**Task inputs:**
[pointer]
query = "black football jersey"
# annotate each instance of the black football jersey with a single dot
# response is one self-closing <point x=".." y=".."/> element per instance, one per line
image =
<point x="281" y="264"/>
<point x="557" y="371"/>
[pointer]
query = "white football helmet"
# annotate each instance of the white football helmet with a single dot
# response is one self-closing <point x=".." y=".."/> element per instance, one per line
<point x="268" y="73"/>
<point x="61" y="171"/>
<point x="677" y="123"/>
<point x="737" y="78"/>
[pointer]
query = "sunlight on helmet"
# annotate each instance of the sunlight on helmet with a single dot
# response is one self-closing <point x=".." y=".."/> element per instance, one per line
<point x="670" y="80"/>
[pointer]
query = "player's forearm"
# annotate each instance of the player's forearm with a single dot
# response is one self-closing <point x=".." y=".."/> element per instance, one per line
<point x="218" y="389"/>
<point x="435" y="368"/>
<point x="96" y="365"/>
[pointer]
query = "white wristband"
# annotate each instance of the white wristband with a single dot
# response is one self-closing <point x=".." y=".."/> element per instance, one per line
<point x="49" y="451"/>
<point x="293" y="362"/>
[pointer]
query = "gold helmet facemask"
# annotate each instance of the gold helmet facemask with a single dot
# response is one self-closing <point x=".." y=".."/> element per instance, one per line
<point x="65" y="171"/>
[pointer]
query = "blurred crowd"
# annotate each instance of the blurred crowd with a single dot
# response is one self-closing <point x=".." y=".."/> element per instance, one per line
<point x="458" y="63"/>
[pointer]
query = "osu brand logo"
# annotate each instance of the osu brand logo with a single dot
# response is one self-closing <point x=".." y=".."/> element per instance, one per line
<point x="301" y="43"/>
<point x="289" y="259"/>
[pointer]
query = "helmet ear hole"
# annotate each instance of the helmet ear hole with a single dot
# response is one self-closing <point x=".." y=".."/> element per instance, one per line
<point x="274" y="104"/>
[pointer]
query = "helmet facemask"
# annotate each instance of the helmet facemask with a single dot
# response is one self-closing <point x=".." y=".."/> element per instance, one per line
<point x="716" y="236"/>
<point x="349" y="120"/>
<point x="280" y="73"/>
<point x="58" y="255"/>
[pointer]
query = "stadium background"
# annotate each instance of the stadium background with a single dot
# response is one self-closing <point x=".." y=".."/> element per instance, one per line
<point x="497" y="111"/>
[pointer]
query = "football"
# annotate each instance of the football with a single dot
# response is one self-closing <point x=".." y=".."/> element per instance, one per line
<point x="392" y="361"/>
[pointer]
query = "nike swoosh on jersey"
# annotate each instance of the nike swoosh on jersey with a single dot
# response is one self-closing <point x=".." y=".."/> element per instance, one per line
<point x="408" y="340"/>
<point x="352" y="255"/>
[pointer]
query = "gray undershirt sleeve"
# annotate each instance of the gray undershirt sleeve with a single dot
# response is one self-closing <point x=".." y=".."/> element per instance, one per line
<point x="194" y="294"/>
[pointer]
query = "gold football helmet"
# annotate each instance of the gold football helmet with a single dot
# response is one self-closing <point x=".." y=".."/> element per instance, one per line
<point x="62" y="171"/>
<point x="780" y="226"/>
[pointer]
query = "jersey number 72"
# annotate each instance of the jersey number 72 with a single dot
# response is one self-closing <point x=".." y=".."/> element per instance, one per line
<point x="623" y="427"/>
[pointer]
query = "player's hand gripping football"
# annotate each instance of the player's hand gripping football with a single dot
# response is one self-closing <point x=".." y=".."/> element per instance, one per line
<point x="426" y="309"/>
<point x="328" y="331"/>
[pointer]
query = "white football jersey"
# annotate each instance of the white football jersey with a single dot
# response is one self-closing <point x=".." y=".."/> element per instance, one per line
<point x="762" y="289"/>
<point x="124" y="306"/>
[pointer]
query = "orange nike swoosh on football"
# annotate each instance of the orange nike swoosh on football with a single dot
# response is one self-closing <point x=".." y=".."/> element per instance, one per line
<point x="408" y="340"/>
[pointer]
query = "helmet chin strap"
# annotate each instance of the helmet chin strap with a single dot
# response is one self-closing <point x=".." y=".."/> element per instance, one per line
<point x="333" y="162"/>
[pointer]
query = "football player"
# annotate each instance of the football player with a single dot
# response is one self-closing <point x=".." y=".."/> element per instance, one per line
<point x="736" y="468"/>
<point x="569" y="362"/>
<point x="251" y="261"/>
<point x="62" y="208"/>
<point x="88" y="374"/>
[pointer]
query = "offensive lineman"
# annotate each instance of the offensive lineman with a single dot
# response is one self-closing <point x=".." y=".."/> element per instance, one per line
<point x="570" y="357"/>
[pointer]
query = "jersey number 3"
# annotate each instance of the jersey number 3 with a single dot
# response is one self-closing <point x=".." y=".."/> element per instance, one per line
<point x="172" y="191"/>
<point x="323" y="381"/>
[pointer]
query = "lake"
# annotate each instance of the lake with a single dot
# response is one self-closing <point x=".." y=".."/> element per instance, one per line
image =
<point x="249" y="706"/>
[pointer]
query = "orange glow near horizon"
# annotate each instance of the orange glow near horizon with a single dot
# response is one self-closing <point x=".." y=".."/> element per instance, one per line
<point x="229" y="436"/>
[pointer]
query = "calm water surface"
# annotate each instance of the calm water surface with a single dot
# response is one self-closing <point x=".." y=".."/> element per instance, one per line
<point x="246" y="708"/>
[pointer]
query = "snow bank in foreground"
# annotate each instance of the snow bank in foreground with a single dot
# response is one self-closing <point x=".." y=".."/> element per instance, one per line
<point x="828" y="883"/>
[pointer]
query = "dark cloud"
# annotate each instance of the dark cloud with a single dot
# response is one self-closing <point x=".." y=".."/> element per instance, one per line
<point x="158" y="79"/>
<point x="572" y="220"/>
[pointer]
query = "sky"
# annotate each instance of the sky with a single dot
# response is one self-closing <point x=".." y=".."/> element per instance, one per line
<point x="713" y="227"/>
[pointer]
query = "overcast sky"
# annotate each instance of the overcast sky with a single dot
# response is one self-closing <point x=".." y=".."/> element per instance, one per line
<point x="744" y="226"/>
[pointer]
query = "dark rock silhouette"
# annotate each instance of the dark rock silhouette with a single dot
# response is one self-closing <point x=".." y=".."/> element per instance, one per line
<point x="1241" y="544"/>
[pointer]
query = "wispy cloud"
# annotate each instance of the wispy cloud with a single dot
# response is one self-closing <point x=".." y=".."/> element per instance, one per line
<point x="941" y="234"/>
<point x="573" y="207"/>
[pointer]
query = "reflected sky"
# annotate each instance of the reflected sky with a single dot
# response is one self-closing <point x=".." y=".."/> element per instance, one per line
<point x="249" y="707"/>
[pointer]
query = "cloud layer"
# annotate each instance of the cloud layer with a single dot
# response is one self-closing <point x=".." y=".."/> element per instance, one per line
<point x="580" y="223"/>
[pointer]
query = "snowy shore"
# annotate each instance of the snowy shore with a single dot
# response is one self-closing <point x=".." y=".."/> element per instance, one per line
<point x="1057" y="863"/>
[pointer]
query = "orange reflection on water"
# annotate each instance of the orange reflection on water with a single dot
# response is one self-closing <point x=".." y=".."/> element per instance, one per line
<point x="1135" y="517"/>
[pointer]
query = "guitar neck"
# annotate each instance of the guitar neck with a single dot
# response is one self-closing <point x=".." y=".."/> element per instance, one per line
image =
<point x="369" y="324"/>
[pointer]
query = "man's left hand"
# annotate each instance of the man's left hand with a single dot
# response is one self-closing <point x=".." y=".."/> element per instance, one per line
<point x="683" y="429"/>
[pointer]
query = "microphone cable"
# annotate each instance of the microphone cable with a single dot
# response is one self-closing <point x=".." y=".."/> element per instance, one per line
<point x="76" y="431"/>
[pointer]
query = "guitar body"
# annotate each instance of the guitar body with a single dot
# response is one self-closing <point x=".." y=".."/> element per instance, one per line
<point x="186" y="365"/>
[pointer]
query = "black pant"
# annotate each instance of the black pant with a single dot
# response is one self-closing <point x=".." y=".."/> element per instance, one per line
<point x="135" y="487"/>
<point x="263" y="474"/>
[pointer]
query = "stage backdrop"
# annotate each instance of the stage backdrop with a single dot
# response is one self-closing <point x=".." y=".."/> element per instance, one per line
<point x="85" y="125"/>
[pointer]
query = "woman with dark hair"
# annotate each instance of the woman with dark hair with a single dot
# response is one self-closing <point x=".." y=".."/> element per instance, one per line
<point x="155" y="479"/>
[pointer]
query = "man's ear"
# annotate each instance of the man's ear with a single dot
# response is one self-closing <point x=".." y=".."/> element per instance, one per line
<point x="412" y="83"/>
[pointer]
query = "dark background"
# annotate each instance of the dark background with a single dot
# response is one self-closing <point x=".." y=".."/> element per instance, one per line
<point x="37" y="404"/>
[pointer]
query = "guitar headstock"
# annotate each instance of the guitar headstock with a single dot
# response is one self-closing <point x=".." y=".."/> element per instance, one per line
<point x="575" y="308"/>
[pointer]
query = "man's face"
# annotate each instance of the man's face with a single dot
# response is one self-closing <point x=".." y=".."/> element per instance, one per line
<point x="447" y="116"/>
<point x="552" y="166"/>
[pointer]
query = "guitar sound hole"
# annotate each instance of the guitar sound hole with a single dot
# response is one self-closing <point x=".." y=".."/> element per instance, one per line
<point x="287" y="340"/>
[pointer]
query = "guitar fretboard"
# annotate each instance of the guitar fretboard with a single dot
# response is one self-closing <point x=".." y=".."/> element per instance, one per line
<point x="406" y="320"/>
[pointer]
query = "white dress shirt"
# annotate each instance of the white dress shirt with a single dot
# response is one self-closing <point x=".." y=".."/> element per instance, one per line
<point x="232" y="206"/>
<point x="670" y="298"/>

**Task goal:**
Extract every line of the rows above that contains the word "stage".

**Reply:**
query = "stage backdrop"
# annotate each instance of the stage backdrop with a single dot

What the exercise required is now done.